Set problem: Copy out every line in the rows below that contains the word "pixels", treating uppercase and lowercase as different.

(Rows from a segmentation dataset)

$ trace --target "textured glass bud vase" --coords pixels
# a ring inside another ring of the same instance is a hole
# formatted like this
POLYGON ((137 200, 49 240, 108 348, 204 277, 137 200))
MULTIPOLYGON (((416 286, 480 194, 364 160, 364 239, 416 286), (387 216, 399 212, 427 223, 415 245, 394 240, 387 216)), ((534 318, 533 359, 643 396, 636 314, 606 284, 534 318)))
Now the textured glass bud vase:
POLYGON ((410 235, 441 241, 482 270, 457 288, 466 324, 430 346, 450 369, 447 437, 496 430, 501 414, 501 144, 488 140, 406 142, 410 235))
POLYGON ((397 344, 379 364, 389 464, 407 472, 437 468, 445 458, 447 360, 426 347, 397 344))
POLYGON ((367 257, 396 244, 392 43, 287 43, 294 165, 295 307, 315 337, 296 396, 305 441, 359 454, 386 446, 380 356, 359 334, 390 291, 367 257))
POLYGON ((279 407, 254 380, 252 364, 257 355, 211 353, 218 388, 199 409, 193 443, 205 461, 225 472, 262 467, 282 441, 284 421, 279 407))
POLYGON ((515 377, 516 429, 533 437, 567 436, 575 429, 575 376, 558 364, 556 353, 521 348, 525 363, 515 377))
--
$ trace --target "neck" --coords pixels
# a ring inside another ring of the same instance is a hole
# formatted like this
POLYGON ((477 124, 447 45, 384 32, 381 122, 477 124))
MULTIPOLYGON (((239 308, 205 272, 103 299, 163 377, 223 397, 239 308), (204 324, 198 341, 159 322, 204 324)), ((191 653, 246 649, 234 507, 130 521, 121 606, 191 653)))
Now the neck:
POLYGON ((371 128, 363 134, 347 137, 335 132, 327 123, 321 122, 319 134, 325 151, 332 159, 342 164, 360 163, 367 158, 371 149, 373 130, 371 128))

Exercise solution:
$ trace --target "textured glass bud vase" --coords pixels
$ trace --target "neck" --coords pixels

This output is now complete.